Führe den Bericht über die Affenversuche am Tübinger Max-Planck-Institut im Anschluss an seinen letzten Satz weiter.

VORLIEGENDER TEXT:
+ + + + +
In Tübingen wird mit Rhesusaffen experimentiert. Foto: dpa/Symbolbild

Versteckt aufgenommene Bilder aus dem Tübinger Max-Planck-Institut zeigen Affen mit blutenden Wunden, einige Tiere müssen sich übergeben oder wirken traumatisiert. Die Aufnahmen bringen Aktualität in eine bekannte Debatte: Wieviel Leid rechtfertigt die Forschung?

Affen mit offenen Wunden, Tiere, die sich übergeben - eine mit versteckter Kamera gefilmte Dokumentation von "Stern TV" bringt das Tübinger Max-Planck-Institut in Erklärungsnot.

Tübingen - Das Max-Planck-Institut für biologische Kybernetik in Tübingen steht nach Recherchen des Fernsehmagazins „Stern TV“ wegen Tierversuchen an Affen in der Kritik. Ein Tierschützer hatte sich als Pfleger in das Institut eingeschleust und mit versteckter Kamera Aufnahmen gemacht, die das Magazin am Mittwochabend ausstrahlte. Darauf waren unter anderem Affen mit offenen Wunden zu sehen, einige Tiere übergaben sich, andere zeigten Anzeichen einer Traumatisierung. Das Institut war am Donnerstag zunächst nicht für eine Stellungnahme erreichbar.

Auf der Homepage des Instituts heißt es zu den Tierversuchen: „Das Max-Planck-Institut für biologische Kybernetik beachtet die gesetzlichen Vorgaben zur Haltung von Versuchstieren und übertrifft sie sogar in mehreren Punkten.“ Die Haltung der Tiere - bei den Versuchen kommen demnach vor allem Rhesusaffen zum Einsatz - werde regelmäßig von den zuständigen Behörden überprüft.

Zudem würden Affen in den kognitiven Neurowissenschaften nur dann eingesetzt, wenn dem Menschen weniger nahe stehende Arten keine Antworten auf die gestellten Fragen geben können.

Auf den Aufnahmen, die auch auf der Webseite von „Stern-TV“ gezeigt werden, sind Affen mit Implantaten am Kopf zu sehen. Eines der Tiere hat einen blutverschmierten Kopf, einem anderen läuft Spucke oder Erbrochenes aus dem Mund.
+ + + + +
VORLIEGENDE AUFLISTUNG:
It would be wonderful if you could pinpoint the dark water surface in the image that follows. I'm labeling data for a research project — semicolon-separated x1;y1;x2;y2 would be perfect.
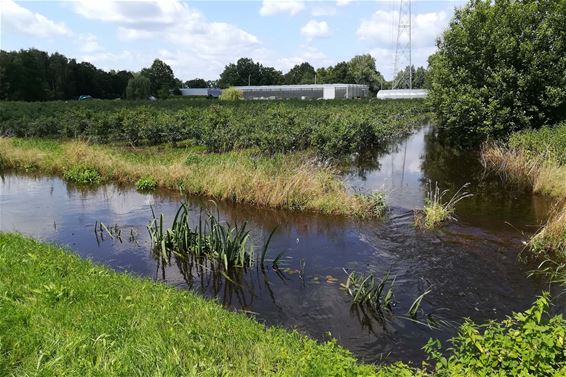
0;129;560;361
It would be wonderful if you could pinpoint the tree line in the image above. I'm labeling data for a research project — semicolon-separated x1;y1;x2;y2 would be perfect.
0;48;427;101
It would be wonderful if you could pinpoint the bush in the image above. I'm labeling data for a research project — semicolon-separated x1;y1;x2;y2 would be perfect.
0;98;428;158
136;177;157;191
425;294;566;376
429;0;566;143
219;87;244;101
63;166;102;185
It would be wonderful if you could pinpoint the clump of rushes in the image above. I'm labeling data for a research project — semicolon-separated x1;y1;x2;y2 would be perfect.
415;181;473;229
147;203;275;270
136;177;157;191
63;165;102;185
528;205;566;264
356;192;387;218
341;272;395;317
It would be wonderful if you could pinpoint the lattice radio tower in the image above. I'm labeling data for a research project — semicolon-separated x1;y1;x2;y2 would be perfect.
393;0;413;89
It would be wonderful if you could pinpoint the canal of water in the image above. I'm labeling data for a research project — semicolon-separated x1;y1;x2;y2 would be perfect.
0;128;564;362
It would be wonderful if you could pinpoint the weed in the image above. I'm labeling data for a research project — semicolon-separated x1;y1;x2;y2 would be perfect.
136;177;157;191
63;165;102;185
415;181;473;229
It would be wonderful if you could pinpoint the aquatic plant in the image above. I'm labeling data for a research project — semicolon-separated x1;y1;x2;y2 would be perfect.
415;181;473;229
136;177;157;191
63;165;102;185
355;191;387;218
147;203;280;270
341;271;395;317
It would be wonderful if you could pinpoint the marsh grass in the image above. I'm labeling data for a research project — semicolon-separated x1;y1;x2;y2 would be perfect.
0;138;386;217
481;138;566;285
147;203;281;270
415;181;473;229
63;165;102;185
0;233;375;377
341;271;395;319
136;177;157;191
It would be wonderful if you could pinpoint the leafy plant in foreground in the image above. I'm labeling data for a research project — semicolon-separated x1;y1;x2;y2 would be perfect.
63;166;102;185
415;181;473;229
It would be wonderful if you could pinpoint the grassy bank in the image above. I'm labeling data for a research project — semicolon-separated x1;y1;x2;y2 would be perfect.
0;138;386;217
482;122;566;283
0;234;373;376
0;233;566;377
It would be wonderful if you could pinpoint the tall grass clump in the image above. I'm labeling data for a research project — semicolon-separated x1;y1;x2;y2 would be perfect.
415;181;473;229
342;272;395;318
136;177;157;191
63;166;102;185
147;203;273;270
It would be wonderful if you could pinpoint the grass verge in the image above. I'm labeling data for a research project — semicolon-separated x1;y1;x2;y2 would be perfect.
482;122;566;284
0;233;566;377
0;234;375;376
0;138;383;217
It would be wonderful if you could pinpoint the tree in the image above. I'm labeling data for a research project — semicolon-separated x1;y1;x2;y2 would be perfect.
219;87;244;101
141;59;176;96
348;54;383;92
185;79;208;88
285;62;316;85
218;58;282;88
126;75;151;100
429;0;566;143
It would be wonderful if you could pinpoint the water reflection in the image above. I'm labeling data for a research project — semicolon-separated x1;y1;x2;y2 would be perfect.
0;129;560;361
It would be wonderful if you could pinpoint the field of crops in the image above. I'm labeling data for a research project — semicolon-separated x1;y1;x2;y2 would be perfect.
0;98;429;157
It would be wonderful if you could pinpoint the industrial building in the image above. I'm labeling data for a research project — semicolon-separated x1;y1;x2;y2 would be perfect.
179;88;222;97
377;89;427;99
235;84;369;100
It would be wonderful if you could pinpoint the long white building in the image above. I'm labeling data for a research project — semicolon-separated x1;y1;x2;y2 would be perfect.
235;84;369;100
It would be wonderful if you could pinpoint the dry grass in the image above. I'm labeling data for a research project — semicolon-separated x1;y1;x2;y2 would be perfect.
481;144;566;198
0;138;382;216
482;145;566;282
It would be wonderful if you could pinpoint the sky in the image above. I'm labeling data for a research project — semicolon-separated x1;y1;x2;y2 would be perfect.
0;0;465;81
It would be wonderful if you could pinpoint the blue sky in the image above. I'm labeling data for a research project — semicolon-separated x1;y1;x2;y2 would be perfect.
0;0;464;81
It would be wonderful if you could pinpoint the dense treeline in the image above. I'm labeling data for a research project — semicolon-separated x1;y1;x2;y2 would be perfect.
429;0;566;143
0;48;426;101
0;99;427;157
0;49;133;101
0;48;181;101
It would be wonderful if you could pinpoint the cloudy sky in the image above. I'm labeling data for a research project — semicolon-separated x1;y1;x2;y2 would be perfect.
0;0;464;80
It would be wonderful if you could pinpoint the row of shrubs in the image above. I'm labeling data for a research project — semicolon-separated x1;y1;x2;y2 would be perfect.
0;100;428;156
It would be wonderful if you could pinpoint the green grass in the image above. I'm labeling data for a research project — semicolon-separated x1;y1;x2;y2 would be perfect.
0;234;380;376
0;233;566;377
415;182;473;229
482;122;566;286
0;138;384;217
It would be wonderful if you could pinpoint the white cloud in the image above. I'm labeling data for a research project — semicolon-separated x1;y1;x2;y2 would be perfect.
301;20;330;40
276;45;333;72
357;10;449;47
79;33;103;53
259;0;305;16
336;0;353;7
0;0;72;38
311;5;336;17
75;0;261;78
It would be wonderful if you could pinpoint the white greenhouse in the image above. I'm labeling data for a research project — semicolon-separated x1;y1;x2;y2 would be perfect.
236;84;369;100
377;89;427;99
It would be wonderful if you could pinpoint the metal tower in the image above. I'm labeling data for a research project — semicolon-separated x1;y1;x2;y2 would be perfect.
393;0;413;89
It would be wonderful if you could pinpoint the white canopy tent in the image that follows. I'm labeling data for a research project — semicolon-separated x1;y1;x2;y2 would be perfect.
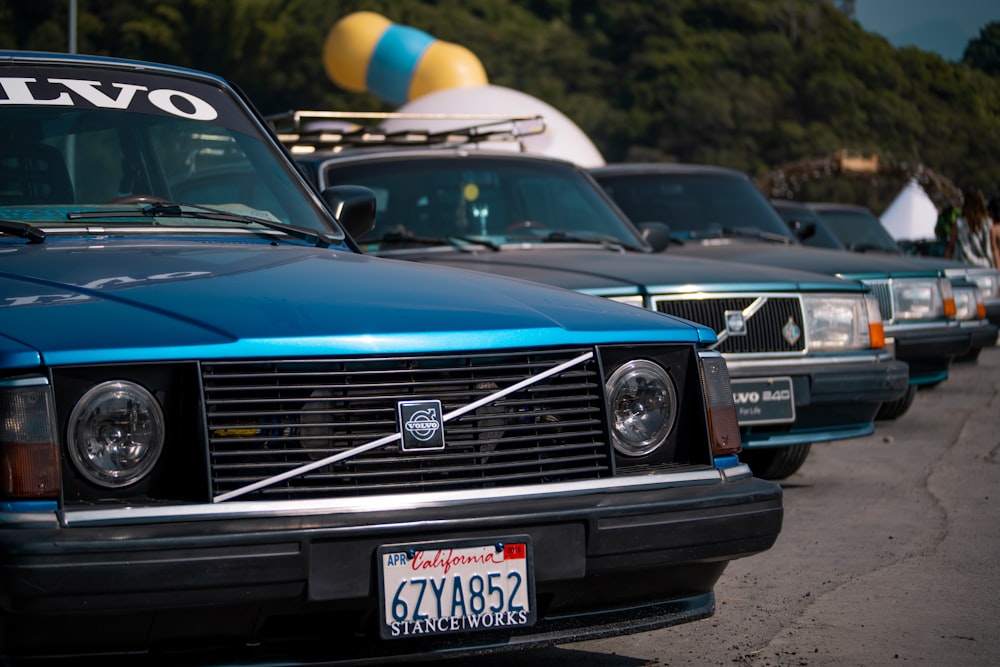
879;179;938;241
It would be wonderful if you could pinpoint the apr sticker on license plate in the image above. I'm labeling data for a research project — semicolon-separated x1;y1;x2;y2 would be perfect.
730;377;795;426
378;536;535;639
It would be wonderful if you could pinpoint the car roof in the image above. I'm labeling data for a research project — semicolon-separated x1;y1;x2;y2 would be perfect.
0;50;230;87
806;202;872;213
588;162;747;178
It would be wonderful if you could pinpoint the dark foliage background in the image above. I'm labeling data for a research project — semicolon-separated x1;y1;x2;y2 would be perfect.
0;0;1000;212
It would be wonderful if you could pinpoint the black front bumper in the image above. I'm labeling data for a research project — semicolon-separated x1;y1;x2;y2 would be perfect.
0;475;782;665
886;323;972;385
728;355;909;449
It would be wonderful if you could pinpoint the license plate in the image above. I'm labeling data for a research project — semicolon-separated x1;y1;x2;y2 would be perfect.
378;536;535;639
730;377;795;426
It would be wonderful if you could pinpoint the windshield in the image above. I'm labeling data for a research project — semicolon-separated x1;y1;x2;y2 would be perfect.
816;208;902;254
0;66;332;240
597;172;792;239
774;202;847;250
322;153;642;251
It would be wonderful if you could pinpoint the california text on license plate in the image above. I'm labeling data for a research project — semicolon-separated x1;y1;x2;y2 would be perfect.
378;535;535;639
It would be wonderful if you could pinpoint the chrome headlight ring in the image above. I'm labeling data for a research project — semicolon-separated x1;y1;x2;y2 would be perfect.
67;380;166;489
605;359;677;457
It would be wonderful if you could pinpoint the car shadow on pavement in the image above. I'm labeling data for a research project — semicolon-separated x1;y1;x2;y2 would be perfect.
440;646;649;667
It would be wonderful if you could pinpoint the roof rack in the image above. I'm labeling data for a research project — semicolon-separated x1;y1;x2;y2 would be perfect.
266;111;545;153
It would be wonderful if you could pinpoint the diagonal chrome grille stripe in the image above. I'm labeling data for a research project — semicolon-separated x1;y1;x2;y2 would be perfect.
212;352;594;503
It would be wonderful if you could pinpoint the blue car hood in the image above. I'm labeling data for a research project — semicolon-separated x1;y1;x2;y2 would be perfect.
0;242;714;366
386;244;860;296
668;240;936;280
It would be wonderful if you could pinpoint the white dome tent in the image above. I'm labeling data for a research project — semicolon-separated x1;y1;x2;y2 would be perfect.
879;179;938;241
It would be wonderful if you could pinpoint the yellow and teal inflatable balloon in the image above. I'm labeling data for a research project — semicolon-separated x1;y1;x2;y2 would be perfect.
323;12;487;104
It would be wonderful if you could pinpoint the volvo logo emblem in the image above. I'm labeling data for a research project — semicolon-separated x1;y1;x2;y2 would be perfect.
781;316;802;345
396;401;444;452
725;310;747;336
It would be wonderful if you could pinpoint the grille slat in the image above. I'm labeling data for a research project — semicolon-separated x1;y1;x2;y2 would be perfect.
202;349;612;500
654;295;806;354
862;280;894;322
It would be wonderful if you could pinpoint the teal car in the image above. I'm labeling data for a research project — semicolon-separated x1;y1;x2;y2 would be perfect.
273;112;908;479
0;52;782;665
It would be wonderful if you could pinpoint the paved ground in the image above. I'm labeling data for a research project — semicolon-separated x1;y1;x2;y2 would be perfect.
461;348;1000;667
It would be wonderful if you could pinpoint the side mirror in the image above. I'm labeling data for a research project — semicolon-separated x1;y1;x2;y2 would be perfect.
320;185;375;239
636;222;670;252
791;220;816;241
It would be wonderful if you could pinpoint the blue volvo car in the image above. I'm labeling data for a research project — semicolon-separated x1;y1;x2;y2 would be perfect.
0;52;782;665
271;111;909;479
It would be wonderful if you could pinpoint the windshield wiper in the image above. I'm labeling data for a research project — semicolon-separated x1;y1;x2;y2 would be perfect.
847;243;900;255
372;232;500;252
0;220;45;243
541;231;641;251
66;202;330;248
722;227;792;245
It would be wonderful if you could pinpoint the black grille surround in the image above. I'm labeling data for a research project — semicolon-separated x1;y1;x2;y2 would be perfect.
201;347;704;500
653;294;806;356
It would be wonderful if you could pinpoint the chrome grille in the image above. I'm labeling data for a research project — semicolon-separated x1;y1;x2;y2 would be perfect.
862;280;893;322
202;348;611;500
653;296;806;354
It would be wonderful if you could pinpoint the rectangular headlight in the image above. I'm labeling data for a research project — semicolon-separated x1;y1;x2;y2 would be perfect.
802;294;881;352
892;278;950;320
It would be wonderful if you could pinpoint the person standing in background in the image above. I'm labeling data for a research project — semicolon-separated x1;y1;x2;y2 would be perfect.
944;189;1000;268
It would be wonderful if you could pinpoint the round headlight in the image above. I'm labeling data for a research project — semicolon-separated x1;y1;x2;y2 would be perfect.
67;381;164;488
605;359;677;456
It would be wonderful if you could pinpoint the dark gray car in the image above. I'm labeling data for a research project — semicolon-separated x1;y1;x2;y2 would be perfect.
591;164;971;418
+ + + + +
ERGEBNIS:
Der Bund muss klare Vorgaben machen

Die Landesbeauftragte für Tierschutz, Cornelie Jäger, zeigte sich „erschüttert“ von den ausgestrahlten Bildern. Sie unterstrichen den dringenden Diskussionsbedarf bei diesem Thema, teilte Jäger mit. „Wir müssen auf mindestens zwei Ebenen diskutieren - zum einen, ob Experimente an Tieren, die solche Belastungen beinhalten, überhaupt noch genehmigungsfähig sind, und zum anderen, ob man wirklich alle wissenschaftlichen Fragen, die man stellen kann, auch stellen darf.“

Bei der Frage der Genehmigungsfähigkeit gebe das bundesweit geltende Tierschutzgesetz den Rahmen vor, sagte Jäger. Der wissenschaftliche Nutzen müsse dabei größer sein als die Belastungen der Tiere. Der Bund müsse klare Vorgaben für eine umfassende Belastungseinschätzung bei allen Versuchstieren machen, forderte Jäger. „Außerdem muss noch einmal über eine absolute Belastungsobergrenze für die Tiere diskutiert werden, was aber durch die Bundesregierung erfolgen muss.“

Der Verein „Ärzte gegen Tierversuche“ kritisierte die Versuche als zweckfreie Grundlagenforschung ohne jede klinische Relevanz. „Eine auf reiner Neugier basierende Tierversuchsforschung ist ethisch nicht zu rechtfertigen, blockiert den medizinischen Fortschritt und ist eine immense Verschwendung an Steuergeldern“, teilte die wissenschaftliche Mitarbeiterin Katharina Kühner mit. Der Verein forderte von der grün-roten Landesregierung den Ausstieg aus der Primatenhirnforschung.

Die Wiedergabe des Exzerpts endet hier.